Nem criança nem adulto: no meio do caminho

07/08/2017

 

A pré-adolescência é definitivamente a fase mais esquisita da vida de uma pessoa. Tantas mudanças acontecem ao mesmo tempo... O corpo começa a se transformar, os colegas de sala não querem mais brincar – passam o tempo vidrados em seus celulares! Os meninos começam a olhar as meninas de forma diferente, e começam a parecer diferentes, também.

Assim, ao menos, é como acontece com Mia, protagonista de O dia em que a minha vida mudou por causa de um chocolate comprado nas Ilhas Maldivas (editora Seguinte), livro de estreia Keka Reis, com ilustrações de Vin Voguel, que será lançado hoje, em São Paulo. No que parecia ser um dia normal, a menina chega na escola e se depara com um bilhete de seu melhor amigo, o Bereba. “Quer sentar do meu lado hoje na perua?”, seguido de dois quadradinhos para preencher: sim ou não. E agora? Bereba estaria apaixonado por ela? Como deveria agir?

 

 

O livro traz um delicioso relato da vida de uma pré-adolescente, que passa por um dia de aula nada usual, como costuma ser nessa fase da vida. Os acontecimentos são comuns aos que ainda se recordam dessa fase: demoradas aulas, professores exigentes, disputas entre colegas.

========================

Tarefas:
A. Responda, com base no trecho sobre o livro de Keka Reis:
(i) Como se chama a protagonista do livro?
(ii) Quem fez as ilustrações?
(iii) Que pergunta Bereba escreve no bilhete?
B. Prossiga com o trecho sobre o livro de Keka Reis a partir da última frase apresentada.
As linhas que vêm depois deste trecho têm outra origem.

Dados de origem:
========================

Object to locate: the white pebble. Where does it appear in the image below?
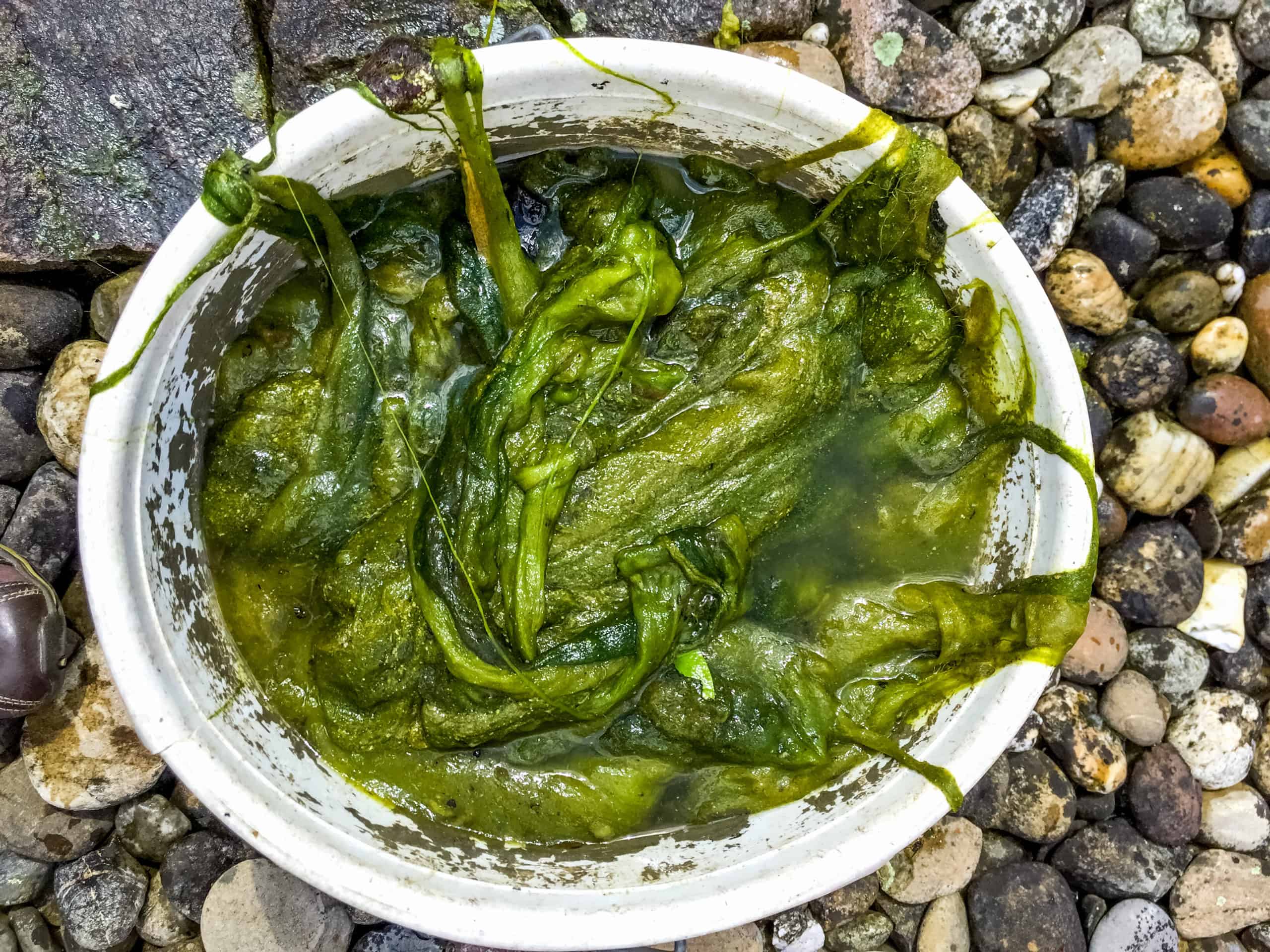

========================

Respostas:
A.
(i) Mia.
(ii) Vin Voguel.
(iii) "Quer sentar do meu lado hoje na perua?"

B.
“É o meio do caminho”, explica a autora, que acompanha essa realidade em casa, com sua filha pré-adolescente, além de escrever para essa faixa etária há tempos. “É o  momento em que eles podem flertar com comportamentos considerados mais adultos e ainda desfrutar de alguns privilégios da infância.” Os comportamentos variam de pessoa para pessoa: alguns sentem-se confortáveis no mundo adulto e aceleram ao máximo essa transição. Outros se assustam e voltam correndo às brincadeiras de criança. Muitos alternam entre os dois extremos, em diferentes experimentações.

Ela explica que, do ponto de vista social, o grupo de amigos torna-se mais importante do que o familiar, e tudo passa a ser desconstruído, até que se encontre um novo modo de estar no mundo, uma essência própria. Até lá, são inúmeras variações de roupas, cabelos, comportamentos.

Na escola, outro contraste. As exigências e responsabilidades começam a aumentar, assim como a preguiça em realizar algumas tarefas. Acontece que os amigos estão nesse espaço, o que cria uma certa ambiguidade. “Lá que acontecem as interações sociais mais importantes da vida deles”, diz Keka. “Eles têm que aprender a lidar com essas contradições.”

As dúvidas vêm de todos os lados, já que muitos pais acabam por esquecer que um dia também já foram pré-adolescentes. “Não se fala tanto dela [da pré-adolescência] porque não vamos saber escolher as palavras certas”, afirma a autora. Ela cita a dificuldade, por exemplo, em encontrar roupas do tamanho da filha ou em organizar uma festa de aniversário para ela. “Como deve ser uma festa para uma criança de onze anos? No meio do dia com bexigas e palhaço ou no começo da noite, com música pop e cara de baladinha?” São muitas as perguntas nessa fase.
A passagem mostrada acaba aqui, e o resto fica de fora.